[Natural-language object grounding data]
..........

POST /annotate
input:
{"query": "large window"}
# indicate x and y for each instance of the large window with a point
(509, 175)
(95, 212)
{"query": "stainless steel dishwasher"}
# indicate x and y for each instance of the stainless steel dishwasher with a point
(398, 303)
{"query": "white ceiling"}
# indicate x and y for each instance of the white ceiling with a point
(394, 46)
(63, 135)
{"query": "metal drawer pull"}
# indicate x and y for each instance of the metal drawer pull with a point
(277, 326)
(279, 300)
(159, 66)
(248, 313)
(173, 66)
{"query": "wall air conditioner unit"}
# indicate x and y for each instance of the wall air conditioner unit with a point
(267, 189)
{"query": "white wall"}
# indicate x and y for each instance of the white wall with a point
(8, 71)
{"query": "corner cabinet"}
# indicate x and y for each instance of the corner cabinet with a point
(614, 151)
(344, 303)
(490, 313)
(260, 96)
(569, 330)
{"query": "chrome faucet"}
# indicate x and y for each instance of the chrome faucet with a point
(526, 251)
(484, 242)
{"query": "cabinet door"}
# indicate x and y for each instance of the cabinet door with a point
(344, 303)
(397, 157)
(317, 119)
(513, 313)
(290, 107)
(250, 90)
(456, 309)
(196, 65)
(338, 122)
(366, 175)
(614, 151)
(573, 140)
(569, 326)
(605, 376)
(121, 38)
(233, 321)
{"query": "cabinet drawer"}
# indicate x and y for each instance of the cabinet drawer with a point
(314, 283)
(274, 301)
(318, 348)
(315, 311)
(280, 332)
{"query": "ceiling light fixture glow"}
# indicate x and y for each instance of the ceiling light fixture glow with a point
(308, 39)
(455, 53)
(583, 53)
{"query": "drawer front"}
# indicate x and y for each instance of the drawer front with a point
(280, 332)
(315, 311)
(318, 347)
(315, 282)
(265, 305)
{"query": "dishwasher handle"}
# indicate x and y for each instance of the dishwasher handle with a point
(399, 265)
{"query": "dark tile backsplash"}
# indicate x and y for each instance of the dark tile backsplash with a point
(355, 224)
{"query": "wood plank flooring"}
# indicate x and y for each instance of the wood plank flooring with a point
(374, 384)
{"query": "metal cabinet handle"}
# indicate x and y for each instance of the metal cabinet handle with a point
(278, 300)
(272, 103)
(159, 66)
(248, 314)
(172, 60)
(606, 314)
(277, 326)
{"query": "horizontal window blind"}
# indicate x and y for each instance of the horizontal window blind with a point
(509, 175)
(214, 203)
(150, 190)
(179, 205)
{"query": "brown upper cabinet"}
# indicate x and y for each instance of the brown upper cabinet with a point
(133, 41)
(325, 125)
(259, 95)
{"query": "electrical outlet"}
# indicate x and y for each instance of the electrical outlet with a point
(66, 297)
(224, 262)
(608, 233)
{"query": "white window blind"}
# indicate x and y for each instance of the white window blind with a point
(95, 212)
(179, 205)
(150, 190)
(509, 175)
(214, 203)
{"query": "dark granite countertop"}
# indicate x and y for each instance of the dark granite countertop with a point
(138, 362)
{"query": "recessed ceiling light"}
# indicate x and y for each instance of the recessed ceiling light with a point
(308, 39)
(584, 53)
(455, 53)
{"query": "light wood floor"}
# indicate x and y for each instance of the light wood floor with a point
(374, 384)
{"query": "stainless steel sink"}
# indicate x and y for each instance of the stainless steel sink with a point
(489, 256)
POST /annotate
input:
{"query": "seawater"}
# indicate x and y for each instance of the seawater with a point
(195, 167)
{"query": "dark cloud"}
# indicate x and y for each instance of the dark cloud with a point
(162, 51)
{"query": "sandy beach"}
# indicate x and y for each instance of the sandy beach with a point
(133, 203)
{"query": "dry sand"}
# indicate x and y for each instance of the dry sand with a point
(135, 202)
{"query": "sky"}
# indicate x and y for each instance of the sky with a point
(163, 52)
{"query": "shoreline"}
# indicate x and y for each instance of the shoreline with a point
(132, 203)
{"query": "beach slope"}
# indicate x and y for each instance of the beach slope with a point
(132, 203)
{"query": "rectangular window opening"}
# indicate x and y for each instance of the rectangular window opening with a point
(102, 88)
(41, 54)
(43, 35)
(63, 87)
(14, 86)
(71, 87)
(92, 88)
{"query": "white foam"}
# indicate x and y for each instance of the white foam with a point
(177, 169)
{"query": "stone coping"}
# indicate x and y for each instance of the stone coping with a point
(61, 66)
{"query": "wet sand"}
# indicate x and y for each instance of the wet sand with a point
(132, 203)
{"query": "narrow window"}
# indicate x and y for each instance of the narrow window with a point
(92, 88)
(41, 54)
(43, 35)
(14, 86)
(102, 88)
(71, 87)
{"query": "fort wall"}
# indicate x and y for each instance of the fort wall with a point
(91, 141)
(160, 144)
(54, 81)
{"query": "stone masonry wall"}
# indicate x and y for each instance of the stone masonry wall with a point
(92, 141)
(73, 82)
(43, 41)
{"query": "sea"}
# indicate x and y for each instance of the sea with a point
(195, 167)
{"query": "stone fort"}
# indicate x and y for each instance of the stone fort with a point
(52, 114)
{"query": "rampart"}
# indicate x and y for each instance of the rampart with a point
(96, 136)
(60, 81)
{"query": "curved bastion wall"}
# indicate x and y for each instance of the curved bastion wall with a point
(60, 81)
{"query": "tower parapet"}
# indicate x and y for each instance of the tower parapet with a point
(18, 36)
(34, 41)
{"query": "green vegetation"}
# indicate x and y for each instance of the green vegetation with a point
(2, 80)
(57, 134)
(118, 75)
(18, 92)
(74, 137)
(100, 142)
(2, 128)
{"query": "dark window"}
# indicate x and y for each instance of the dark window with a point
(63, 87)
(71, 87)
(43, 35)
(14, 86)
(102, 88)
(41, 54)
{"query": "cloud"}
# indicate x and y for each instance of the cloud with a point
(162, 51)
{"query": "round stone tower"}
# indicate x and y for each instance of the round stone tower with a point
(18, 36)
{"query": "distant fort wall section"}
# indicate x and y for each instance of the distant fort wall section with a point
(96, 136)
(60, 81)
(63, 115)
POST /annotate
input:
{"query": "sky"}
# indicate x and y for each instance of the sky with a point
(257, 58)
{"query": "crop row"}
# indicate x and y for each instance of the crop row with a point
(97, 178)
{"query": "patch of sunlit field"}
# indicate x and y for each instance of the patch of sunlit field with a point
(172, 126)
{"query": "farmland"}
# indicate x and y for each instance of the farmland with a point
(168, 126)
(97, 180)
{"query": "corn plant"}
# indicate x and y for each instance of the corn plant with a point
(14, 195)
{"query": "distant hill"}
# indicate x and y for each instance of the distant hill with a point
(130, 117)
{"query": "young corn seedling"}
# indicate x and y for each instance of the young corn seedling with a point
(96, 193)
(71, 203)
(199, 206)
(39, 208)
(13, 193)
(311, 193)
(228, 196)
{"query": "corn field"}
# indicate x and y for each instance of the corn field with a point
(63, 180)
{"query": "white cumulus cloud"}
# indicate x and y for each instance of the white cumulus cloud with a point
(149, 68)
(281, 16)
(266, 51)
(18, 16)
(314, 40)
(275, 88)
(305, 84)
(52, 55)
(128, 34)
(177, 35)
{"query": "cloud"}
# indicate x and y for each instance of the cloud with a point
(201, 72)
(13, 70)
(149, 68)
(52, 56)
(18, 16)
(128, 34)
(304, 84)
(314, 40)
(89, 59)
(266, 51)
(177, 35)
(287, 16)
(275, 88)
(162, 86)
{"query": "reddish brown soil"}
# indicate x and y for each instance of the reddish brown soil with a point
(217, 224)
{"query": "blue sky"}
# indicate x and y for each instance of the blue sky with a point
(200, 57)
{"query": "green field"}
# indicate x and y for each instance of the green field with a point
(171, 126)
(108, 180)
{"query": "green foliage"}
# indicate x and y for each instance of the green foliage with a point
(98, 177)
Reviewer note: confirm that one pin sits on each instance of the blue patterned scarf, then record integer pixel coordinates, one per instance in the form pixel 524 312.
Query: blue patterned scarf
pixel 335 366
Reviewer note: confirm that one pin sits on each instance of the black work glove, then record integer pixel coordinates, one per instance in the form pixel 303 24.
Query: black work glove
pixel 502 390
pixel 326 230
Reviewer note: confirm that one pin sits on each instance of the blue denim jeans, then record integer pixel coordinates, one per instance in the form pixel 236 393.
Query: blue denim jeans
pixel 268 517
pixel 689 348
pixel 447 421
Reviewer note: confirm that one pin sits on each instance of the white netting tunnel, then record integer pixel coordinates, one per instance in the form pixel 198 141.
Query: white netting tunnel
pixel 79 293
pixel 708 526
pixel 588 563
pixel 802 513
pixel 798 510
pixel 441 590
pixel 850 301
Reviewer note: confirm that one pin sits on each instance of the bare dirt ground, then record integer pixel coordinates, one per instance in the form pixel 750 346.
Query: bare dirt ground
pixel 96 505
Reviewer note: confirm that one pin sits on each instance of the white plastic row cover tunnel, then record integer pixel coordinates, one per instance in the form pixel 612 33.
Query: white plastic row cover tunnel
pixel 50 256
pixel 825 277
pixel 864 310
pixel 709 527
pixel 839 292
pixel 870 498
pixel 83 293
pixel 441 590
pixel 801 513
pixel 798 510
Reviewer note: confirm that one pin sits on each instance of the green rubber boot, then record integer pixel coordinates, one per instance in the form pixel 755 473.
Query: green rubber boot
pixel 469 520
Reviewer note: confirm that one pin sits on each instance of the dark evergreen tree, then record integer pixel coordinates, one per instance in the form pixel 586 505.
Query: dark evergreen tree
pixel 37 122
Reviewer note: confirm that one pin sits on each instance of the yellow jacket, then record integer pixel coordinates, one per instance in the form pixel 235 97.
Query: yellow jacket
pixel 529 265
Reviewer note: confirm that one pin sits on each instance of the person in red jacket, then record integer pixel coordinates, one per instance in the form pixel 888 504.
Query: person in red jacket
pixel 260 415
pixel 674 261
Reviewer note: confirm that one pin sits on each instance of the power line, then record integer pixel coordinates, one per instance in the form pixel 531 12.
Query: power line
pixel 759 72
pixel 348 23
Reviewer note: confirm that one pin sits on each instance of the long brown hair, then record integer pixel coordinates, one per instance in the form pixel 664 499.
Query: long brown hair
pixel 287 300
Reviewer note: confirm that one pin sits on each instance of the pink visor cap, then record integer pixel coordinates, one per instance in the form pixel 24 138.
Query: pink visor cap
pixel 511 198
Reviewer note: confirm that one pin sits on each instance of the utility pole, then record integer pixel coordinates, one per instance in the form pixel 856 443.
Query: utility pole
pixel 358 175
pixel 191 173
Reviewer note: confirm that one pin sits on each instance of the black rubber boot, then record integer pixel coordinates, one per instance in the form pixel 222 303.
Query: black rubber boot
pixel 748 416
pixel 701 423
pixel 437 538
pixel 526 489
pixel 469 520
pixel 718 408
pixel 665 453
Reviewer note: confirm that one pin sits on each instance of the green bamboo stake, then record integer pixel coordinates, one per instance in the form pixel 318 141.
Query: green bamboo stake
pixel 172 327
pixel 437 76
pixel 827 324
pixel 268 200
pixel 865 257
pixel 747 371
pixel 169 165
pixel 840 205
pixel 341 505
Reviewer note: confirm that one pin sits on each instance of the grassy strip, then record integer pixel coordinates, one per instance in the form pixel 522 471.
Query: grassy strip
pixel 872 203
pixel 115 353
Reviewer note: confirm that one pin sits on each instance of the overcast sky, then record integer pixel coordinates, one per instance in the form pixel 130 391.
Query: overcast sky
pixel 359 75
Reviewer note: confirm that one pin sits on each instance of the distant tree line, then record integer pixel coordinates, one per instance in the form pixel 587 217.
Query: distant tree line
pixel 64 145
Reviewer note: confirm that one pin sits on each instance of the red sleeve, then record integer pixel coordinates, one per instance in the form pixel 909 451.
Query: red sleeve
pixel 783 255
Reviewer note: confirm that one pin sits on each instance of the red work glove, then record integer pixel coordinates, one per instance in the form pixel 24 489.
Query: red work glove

..........

WHAT TO PRODUCE
Copy out only the lines of the records above from the one with "Query: bare dirt ground" through the one with "pixel 24 138.", exactly as they stand, both included.

EXERCISE RESULT
Query: bare dirt ground
pixel 96 505
Reviewer note: confirm that one pin sits on each instance of the white plastic row cover tunnel, then record integer pixel coordinates, one per instance in the form pixel 612 33.
Query: white plastic row cover tunnel
pixel 50 256
pixel 825 277
pixel 864 310
pixel 709 527
pixel 839 292
pixel 870 498
pixel 83 293
pixel 441 590
pixel 801 513
pixel 798 510
Reviewer note: confirm that one pin sits on each instance of the green rubber boot, then record integer pixel coordinates, one per instance in the form pixel 755 473.
Query: green rubber boot
pixel 469 520
Reviewer note: confirm that one pin sits on each instance of the dark evergreen tree, then record integer pixel coordinates, one per instance in the form pixel 586 505.
Query: dark evergreen tree
pixel 37 122
Reviewer note: confirm that one pin sits on each instance of the yellow jacket, then record integer pixel coordinates, one per instance in the form pixel 235 97.
Query: yellow jacket
pixel 529 265
Reviewer note: confirm that one pin sits on each instance of the person in red jacket, then record integer pixel coordinates, one per instance in the form pixel 888 504.
Query: person in red jacket
pixel 260 415
pixel 674 261
Reviewer note: confirm that one pin sits on each instance of the power line, then record integer pixel coordinates, one per instance in the form pixel 531 12.
Query: power line
pixel 759 72
pixel 348 23
Reviewer note: confirm that one pin sits on each instance of the long brown hair, then record integer pixel coordinates, one per instance in the form pixel 664 499.
Query: long brown hair
pixel 287 300
Reviewer note: confirm that one pin sits on each instance of the pink visor cap, then record integer pixel coordinates, one per instance in the form pixel 24 138.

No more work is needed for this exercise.